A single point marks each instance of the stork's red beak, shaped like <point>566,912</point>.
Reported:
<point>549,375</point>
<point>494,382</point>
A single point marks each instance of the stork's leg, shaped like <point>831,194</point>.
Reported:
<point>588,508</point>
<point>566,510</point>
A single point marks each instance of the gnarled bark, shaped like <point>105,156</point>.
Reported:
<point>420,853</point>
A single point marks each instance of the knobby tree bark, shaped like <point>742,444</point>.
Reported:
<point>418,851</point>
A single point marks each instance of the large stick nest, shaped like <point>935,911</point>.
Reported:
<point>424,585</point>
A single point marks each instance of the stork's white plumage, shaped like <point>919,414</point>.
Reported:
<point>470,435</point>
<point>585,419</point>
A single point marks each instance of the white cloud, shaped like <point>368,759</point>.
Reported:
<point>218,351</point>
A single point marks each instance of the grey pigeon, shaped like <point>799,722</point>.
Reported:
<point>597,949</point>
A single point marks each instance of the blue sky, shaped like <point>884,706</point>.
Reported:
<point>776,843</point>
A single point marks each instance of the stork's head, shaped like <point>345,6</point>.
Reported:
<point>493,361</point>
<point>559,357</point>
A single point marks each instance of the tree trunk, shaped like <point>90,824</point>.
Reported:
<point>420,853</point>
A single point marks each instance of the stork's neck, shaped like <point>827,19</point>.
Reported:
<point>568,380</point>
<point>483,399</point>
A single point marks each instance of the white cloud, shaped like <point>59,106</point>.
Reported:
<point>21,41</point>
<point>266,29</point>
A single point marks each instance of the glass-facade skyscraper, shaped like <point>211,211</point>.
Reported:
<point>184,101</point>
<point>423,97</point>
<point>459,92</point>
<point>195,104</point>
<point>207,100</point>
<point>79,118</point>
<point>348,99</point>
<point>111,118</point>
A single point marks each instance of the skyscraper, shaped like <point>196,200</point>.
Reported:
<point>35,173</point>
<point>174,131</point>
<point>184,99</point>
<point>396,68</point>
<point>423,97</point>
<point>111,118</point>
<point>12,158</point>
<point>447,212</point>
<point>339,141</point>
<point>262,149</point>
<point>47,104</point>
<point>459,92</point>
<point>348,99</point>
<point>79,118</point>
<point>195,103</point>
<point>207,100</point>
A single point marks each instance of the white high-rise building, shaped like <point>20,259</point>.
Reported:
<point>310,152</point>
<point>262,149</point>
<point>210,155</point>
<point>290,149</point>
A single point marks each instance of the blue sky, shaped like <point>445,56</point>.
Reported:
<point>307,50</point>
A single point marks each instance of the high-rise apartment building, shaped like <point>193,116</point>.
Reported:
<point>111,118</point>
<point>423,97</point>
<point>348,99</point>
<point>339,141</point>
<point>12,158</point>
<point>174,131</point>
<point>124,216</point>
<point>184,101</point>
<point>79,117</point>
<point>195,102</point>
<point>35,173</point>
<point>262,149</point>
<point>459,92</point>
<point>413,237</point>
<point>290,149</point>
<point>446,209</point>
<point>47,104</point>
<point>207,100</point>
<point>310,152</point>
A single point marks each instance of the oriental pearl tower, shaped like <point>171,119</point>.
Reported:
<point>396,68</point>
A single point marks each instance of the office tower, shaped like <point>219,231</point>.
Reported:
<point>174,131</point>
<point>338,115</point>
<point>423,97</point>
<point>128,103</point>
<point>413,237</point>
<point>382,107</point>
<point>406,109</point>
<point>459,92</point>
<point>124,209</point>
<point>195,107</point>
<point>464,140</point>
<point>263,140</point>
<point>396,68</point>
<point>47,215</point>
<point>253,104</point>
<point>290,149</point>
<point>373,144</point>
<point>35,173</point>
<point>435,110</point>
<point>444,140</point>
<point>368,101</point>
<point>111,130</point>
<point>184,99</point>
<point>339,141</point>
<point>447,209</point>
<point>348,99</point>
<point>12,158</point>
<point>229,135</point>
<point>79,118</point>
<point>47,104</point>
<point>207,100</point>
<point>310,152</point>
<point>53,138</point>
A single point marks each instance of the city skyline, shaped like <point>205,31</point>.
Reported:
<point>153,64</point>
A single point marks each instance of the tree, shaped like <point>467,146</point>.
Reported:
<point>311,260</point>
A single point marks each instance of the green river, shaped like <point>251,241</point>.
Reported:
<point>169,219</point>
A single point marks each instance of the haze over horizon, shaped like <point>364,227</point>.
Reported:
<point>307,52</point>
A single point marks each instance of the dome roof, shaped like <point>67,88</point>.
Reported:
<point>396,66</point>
————————
[Your task] Please go through the entries and show every line with the word "tower".

[Solved exercise]
A single point marks each instance of the oriental pearl tower, shaped like <point>171,119</point>.
A single point marks each instance of the office tower, shaped like <point>219,231</point>.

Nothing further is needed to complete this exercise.